### [Text block]
When I was in high school, I began experimenting with what I would now call hand-lettering. I remember taking quotes and trying to make each letter of each word an artistic image or creative design. I remember, especially, writing out “every man’s death diminishes me” during one of our state government school programs at the capitol building. Clearly I was paying attention to the program. Clearly I’ve always been left-leaning in my convictions.

As I was an academically minded nerd, I didn’t take many art classes, even though they were offered by my large public high school. We actually had a great art program. But I spent my days enrolled in AP classes to get the weighted GPA, even then with the goal of valedictorian, which is only mysteriously important to me now as I look back on it.

As an adult in my twenties, I discovered an Austin-based graphic designer & typographer. I was looking around at his website and I had an epiphany. If I had known that people did this sort of thing for a living–that people studied and developed fonts and letter-based designs–the whole trajectory of my life may have been different. Isn’t that strange? I remember emailing your Uncle Stephen a link to the guy’s website and saying, “DID YOU KNOW PEOPLE DID THIS AS A JOB?

Seriously, if I had it all to do again, I would have taken more art, and I probably would have learned some graphic design along the way.

Because letters are so my jam.

I’m fortunate that as a mom of wee ones in my thirties, I have managed to carve out an art life. The “fortunate” part is that I’m part of a community that loves art, and I have artsy friends who are also squeezing art into their lives, who are organized enough to get together for weekly meetings to work through The Artists Way or Walking in the World, workbooks on creativity and calling and vocation and art.

I have a writing group made up of writers who also make art. These women commission me to paint for them. They are my biggest cheerleaders. Well, apart from your dad, who is by far the best encourager there is. He tells me I’m awesome all the time, and he believes it. Your Grandma Troutman also tells me I’m pretty great, pretty much every time I post a new letter. And your Uncle Stephen jokes about being the president of my fan club. So I’m definitely fortunate to have people who cheer me on when it comes to art.

But seriously, let me get back to this handwriting thing.

I love handwriting. I love to write. I love to copy down quotes. I love to hand-letter them into artsy designs just because. I like to make lists, as I’ve mentioned once or twice in these letters. I love to send real letters, with stamps and everything. I don’t know what it would be like to just sign my name to a generic card because I am kind of compulsive about writing out long messages to people. It’s like I just hiccup and suddenly there is a paragraph on the page.

### [Problem requirements]
Summarize the letter about hand-lettering in two sentences. The listing that comes next was taken from a different source.

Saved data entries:

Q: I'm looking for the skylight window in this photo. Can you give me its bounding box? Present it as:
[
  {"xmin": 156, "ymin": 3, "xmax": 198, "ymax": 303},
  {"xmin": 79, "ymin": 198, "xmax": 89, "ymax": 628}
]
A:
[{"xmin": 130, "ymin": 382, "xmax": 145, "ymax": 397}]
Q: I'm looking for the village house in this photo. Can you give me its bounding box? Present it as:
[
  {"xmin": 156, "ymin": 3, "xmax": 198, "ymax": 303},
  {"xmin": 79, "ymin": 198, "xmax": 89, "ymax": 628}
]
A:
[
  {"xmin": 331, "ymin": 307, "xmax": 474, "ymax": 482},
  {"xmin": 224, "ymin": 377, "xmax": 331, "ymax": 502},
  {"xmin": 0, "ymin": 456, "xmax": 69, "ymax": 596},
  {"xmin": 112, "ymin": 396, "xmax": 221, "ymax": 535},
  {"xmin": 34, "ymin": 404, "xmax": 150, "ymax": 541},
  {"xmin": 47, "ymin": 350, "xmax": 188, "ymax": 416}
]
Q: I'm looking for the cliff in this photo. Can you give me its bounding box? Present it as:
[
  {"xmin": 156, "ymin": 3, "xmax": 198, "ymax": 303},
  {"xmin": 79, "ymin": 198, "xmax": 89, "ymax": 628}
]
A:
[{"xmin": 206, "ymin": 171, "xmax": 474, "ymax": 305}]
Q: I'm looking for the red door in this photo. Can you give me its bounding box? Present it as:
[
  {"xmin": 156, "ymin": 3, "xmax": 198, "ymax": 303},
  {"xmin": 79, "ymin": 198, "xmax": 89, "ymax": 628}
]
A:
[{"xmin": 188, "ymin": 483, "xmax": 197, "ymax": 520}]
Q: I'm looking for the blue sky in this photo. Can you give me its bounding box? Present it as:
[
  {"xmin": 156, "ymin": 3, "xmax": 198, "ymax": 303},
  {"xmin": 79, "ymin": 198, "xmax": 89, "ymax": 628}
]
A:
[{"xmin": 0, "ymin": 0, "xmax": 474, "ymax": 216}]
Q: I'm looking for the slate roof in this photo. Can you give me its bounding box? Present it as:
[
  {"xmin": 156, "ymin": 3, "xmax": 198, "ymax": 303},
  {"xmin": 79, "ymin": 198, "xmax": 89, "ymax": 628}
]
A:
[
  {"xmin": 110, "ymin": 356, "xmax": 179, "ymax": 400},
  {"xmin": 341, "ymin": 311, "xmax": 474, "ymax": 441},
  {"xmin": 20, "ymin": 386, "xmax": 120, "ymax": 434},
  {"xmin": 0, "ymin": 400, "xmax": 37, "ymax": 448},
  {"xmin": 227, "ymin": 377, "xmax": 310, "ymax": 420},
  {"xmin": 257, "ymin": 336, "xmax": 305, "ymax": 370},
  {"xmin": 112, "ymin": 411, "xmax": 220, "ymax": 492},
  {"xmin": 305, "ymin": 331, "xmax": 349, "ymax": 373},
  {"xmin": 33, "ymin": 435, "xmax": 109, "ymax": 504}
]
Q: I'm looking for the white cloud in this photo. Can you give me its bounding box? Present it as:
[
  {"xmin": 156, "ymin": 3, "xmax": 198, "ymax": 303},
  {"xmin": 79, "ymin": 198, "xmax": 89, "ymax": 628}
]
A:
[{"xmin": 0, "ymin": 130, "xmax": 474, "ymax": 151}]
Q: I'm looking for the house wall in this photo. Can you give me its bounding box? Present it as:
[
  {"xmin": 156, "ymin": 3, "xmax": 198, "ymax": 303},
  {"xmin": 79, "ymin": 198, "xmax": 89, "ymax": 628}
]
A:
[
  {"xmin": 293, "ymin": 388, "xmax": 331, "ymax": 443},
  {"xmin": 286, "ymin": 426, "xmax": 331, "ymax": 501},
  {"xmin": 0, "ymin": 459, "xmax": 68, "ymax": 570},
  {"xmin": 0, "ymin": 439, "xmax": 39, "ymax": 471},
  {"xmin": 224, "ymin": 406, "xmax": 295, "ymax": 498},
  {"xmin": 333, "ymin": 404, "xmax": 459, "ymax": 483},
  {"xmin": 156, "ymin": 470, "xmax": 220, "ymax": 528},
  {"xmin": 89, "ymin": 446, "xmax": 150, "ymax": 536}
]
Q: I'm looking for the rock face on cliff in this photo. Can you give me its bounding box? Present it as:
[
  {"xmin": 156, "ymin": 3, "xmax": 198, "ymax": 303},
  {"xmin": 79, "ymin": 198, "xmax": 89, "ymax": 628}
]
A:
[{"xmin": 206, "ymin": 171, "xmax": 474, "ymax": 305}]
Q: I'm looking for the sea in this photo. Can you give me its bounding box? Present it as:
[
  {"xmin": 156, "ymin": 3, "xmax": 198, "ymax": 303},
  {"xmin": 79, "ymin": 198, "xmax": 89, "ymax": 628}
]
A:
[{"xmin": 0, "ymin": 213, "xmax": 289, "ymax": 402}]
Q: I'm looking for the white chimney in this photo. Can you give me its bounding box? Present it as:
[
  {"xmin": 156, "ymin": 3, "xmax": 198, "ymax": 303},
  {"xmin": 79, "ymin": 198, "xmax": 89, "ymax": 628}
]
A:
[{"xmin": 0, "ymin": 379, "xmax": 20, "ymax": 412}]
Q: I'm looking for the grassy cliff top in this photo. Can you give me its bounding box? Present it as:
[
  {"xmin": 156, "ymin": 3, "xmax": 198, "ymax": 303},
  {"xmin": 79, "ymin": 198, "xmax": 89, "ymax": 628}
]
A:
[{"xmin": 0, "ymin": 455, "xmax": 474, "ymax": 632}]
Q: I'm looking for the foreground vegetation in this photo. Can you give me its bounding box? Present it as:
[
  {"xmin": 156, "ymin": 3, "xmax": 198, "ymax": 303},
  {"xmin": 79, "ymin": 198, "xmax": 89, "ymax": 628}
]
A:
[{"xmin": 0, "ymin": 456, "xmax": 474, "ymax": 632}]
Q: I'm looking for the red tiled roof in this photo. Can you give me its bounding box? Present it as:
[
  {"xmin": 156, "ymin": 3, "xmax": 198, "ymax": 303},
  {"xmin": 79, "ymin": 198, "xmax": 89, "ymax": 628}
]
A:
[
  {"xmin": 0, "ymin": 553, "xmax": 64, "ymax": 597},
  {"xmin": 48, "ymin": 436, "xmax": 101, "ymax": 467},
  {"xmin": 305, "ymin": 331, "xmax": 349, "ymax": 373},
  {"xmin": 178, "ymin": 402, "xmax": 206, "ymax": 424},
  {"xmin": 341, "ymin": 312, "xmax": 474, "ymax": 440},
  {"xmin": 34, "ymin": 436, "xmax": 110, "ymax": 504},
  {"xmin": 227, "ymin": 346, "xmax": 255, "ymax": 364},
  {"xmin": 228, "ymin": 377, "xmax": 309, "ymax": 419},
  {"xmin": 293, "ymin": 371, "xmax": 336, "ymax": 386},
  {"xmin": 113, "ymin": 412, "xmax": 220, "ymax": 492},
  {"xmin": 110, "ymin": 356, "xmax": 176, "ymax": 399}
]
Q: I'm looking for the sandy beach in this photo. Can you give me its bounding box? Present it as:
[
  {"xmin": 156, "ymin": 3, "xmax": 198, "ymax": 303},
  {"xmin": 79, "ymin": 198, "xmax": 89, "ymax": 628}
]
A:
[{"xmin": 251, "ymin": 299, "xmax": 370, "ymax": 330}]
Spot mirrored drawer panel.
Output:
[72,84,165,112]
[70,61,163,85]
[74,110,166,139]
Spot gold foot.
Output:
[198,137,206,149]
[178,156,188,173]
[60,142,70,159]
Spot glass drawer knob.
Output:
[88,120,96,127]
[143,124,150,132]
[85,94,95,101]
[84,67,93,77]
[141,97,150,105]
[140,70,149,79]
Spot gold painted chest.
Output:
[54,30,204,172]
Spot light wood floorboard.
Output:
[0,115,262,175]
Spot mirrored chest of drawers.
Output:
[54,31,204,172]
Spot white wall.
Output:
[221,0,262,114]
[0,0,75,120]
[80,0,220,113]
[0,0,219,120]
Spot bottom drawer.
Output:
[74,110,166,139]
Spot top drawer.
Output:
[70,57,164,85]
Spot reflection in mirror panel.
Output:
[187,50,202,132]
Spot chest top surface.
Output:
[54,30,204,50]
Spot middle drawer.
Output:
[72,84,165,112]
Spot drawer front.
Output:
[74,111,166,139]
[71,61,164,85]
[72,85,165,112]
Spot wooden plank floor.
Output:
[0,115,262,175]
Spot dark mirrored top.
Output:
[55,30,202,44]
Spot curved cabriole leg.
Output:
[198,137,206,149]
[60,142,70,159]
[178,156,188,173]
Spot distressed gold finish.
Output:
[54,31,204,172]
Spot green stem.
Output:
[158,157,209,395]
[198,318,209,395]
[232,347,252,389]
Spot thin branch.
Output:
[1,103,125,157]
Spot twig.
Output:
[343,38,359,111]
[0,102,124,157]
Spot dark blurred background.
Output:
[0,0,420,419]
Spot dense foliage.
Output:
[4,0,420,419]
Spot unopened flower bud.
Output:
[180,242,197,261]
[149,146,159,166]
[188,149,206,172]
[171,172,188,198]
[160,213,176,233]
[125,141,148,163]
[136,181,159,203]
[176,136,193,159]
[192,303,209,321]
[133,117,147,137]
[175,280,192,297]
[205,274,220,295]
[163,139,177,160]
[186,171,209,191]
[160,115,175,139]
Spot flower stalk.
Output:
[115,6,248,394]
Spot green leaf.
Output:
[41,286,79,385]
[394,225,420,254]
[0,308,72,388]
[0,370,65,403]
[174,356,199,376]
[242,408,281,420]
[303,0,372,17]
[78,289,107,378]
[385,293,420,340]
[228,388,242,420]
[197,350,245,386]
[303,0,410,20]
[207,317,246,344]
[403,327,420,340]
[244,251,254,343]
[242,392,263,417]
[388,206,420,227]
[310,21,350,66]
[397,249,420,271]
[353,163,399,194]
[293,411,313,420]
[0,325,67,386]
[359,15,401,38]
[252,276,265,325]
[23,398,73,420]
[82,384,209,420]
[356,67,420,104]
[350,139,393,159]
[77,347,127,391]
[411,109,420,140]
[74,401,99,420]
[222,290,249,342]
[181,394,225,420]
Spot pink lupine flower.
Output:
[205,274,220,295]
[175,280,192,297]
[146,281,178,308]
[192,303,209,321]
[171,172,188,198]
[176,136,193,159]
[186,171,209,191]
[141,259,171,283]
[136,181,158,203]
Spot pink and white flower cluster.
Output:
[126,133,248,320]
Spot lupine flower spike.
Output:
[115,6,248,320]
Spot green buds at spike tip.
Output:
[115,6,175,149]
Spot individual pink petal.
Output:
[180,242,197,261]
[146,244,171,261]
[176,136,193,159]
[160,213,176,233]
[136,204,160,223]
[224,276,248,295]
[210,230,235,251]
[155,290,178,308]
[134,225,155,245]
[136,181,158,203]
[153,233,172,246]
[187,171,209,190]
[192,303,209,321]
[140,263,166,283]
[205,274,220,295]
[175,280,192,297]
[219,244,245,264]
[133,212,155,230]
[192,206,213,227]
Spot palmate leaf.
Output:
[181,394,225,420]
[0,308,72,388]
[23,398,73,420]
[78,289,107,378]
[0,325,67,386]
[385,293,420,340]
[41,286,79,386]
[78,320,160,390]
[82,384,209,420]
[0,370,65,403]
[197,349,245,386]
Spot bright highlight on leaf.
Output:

### [Reply to the exercise]
The writer started hand-lettering quotes in high school but took few art classes because of a focus on AP courses, and later, in her twenties, realized from an Austin-based typographer's website that people did this kind of work as a job. Now a mom of young children in her thirties, she has carved out an art life with encouragement from an art-loving community, a writing group, and family, and she loves handwriting, copying quotes, making lists, and sending real letters.